Aufgabe im Detail
In welchem Jahr habilitierte sich Anton Rintelen laut dem vorliegenden Textauszug an der Universität Graz?

==== Vorliegender Textauszug

BM Vors. BR LH a.D. Univ.-Prof. Dr. Anton Rintelen

Ehrenmitgliedschaften: Traungau, Babenberg Graz, Glückauf Leoben

Geboren: 15.11.1876, Graz
Gestorben: 28.01.1946, Graz
Aus dem ÖCV ausgeschlossen, Bundesminister, Nationalratsabgeordneter, Vorsitzender des Bundesrates, Landeshauptmann (Steiermark), Landtagsabgeordneter (Steiermark), Universitätsprofessor (Zivilgerichtliches Verfahren), Diplomat

Lebenslauf:

HERKUNFT UND AUSBILDUNG

Rintelen wurde als Sohn des Rechtsanwalts Anton Rintelen sen. (ehemals Cl EM) geboren. Dieser stammte wiederum aus dem westfälischen Münster und war der Sohn eines preußischen Regierungsrates. Er kam 1864 studienhalber nach Graz und ließ sich dann dort als Rechtsanwalt nieder. Er engagierte sich im katholischen Verbandswesen sowie im Politischen Katholizismus. Im Oktober 1888 wurde er Ehrenmitglied der Carolina, jedoch dann 1901 gestrichen. Der Familienname leitet sich von der Stand Rinteln (heute Landkreis Schaumburg, Niedersachsen) ab und ist in Nordost-Westfalen bzw. im südlichen Niedersachsen verbreitet.

Rintelen jr. absolvierte 1894 das II. Staatsgymnasium in Graz (Oeverseegasse) und begann danach das Studium an der Rechtswissenschaftlichen Fakultät der Universität Graz (Dr. iur. 1898). Anschließend war er zuerst Gerichtspraktikant, schlug dann in der Folge eine wissenschaftliche Laufbahn ein und habilitierte sich 1902 an der Rechts- und Staatswissenschaftlichen Fakultät der Universität Graz für Zivilgerichtliches Verfahren.

UNIVERSITÄRE LAUFBAHN

Bereits 1902 wurde Rintelen Supplent für dieses Fach an der Rechtswissenschaftlichen Fakultät der deutschen Karl-Ferdinands-Universität zu Prag und dort bereits 1903 zum ao. Universitätsprofessor für Zivilgerichtliches Verfahren sowie 1906 zum ordentlichen Universitätsprofessor ernannt. Im Studienjahr 1908/09, das vom universitären Kulturkampf geprägt war, war er Dekan der Rechtswissenschaftlichen Fakultät. In dieser Zeit unterstützte er die dortigen katholischen Verbindungen Ferdinandea, Vandalia und Saxo-Bavaria. An deren Publikationskommers am 28. Oktober 1908 nahm er teil.

========
==== Datenzeilen

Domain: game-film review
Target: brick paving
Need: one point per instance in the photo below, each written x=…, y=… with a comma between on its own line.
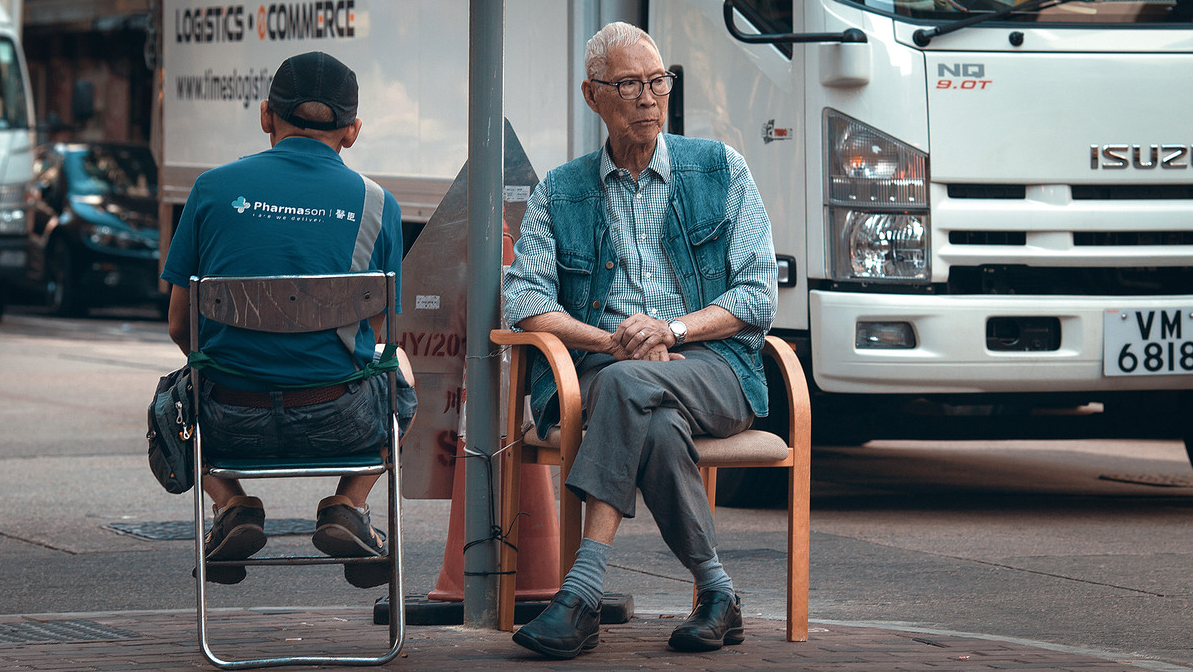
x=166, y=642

========
==== Datenzeilen

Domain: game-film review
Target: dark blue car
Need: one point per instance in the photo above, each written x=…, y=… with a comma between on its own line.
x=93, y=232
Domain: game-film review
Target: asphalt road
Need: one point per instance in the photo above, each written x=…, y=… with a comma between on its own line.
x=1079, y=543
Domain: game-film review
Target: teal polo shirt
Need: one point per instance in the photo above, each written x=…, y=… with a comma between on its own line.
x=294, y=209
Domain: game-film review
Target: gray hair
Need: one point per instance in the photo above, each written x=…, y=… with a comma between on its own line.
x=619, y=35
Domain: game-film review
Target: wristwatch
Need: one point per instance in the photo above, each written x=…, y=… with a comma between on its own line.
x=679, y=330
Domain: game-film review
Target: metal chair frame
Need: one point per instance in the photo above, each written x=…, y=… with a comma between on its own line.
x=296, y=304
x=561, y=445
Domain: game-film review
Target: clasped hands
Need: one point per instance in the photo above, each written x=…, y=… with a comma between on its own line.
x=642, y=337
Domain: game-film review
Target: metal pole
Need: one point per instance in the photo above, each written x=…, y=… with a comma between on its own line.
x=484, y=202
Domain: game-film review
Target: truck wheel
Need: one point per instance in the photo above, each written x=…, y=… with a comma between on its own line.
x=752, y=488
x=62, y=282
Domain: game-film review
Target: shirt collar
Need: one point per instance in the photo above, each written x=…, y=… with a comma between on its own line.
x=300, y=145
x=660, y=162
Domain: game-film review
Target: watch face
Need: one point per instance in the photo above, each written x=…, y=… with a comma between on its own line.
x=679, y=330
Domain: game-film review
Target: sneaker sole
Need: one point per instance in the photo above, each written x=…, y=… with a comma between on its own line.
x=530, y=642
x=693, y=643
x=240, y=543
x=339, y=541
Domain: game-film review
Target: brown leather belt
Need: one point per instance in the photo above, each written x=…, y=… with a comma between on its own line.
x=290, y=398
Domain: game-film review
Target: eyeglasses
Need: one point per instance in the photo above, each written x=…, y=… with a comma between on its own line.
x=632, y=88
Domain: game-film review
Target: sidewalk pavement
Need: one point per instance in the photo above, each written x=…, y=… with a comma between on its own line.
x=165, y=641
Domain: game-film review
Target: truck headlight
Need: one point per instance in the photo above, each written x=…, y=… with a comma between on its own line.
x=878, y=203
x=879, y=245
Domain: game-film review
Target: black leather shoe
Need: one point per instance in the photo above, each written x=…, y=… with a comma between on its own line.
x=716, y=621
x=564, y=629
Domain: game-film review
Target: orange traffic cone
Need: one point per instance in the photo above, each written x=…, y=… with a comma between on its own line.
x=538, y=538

========

Lösung der Aufgabe
1902